++++ Given information ++++

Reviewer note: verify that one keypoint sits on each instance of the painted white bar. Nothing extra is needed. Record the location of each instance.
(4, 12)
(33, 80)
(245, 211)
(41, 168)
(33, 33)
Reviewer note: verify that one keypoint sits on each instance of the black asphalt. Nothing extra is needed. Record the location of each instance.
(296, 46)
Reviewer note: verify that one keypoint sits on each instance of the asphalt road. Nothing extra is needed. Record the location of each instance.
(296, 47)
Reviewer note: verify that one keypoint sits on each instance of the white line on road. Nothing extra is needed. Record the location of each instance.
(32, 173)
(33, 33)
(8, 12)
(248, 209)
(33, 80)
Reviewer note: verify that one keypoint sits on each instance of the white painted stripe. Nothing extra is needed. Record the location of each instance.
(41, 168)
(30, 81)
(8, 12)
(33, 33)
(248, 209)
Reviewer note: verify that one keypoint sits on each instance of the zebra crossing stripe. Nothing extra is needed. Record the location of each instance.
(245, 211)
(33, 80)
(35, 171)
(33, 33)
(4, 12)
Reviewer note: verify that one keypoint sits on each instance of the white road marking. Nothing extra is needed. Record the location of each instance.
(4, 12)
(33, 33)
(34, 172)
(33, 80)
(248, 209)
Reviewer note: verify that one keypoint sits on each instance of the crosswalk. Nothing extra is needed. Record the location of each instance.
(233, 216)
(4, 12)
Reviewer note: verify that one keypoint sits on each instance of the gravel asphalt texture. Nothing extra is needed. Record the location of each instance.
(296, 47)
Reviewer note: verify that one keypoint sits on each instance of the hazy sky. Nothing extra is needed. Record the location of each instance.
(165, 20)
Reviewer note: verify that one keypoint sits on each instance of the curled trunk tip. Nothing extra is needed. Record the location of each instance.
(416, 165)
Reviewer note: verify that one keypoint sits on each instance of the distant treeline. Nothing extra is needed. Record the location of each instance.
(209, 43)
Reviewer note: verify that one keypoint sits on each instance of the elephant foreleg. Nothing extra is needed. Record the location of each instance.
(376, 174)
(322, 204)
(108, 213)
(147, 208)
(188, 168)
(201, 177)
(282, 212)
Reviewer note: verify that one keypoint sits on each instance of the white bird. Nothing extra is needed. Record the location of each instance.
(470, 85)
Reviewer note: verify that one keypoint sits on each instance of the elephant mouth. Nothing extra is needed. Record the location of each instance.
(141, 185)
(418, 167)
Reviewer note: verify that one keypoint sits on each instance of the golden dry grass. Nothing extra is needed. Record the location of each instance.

++++

Work to be completed |
Retype the material in full. Keep every character as it is.

Exercise answer |
Reviewer note: verify that one keypoint sits on each instance of the painted white bar. Nothing extra is needed. Record the location of each instance.
(4, 12)
(33, 80)
(245, 211)
(41, 168)
(33, 33)
Reviewer note: verify that one keypoint sits on each instance of the black asphalt. Nothing extra is needed. Record the location of each instance.
(296, 46)
Reviewer note: verify that one keypoint sits on each instance of the asphalt road. Nothing extra is needed. Record the location of each instance.
(296, 47)
Reviewer note: verify that one keypoint sits on each instance of the white line on road. Nothing extra is needed. Record the location of each instance.
(32, 173)
(33, 33)
(8, 12)
(248, 209)
(33, 80)
Reviewer note: verify that one keypoint sits on each instance of the white painted stripe. Nothing extra is needed. Record the location of each instance.
(41, 168)
(30, 81)
(8, 12)
(33, 33)
(248, 209)
Reviewer note: verify that one keypoint sits on each instance of the zebra crossing stripe. Nothing extra is needed. Record the location of each instance.
(245, 211)
(33, 80)
(35, 171)
(33, 33)
(4, 12)
Reviewer note: verify that one keypoint sits on each instance of the white road marking. Nothing extra is needed. Record the location of each instance.
(4, 12)
(33, 33)
(34, 172)
(33, 80)
(248, 209)
Reviewer note: verify that one keypoint sits on each instance of the crosswalk. Nothing extra is needed. Record the location of each instance.
(233, 216)
(4, 12)
Reviewer note: verify that one keypoint sits on each instance of the gravel asphalt texture. Nothing extra is needed. Record the location of each instance.
(296, 47)
Reviewer note: verify that one keypoint sits on each instance of the hazy sky. Nothing extra is needed. Record the location of each instance.
(165, 20)
Reviewer note: verify that one keypoint sits on each instance of the curled trunk tip. Nothing extra is needed. Record the location of each instance.
(416, 165)
Reviewer note: verify that one keypoint sits on each instance of the distant treeline. Nothing extra is needed. Record the location of each instance.
(209, 43)
Reviewer note: verify that one keypoint sits on each instance of the elephant foreleg. Nothing extra is needed. Record the location of each instance.
(376, 174)
(322, 204)
(108, 213)
(147, 208)
(188, 168)
(201, 177)
(282, 212)
Reviewer note: verify that one keypoint sits on each instance of the white bird. Nothing extra is needed. Record the location of each instance.
(470, 85)
Reviewer note: verify that one keypoint sits on each instance of the elephant mouth. Nothing extra is needed. Record the location of each instance.
(141, 185)
(418, 167)
Reviewer note: verify that one keypoint sits on each instance of the golden dry grass. Nothing extra is needed. Record the location of each instance.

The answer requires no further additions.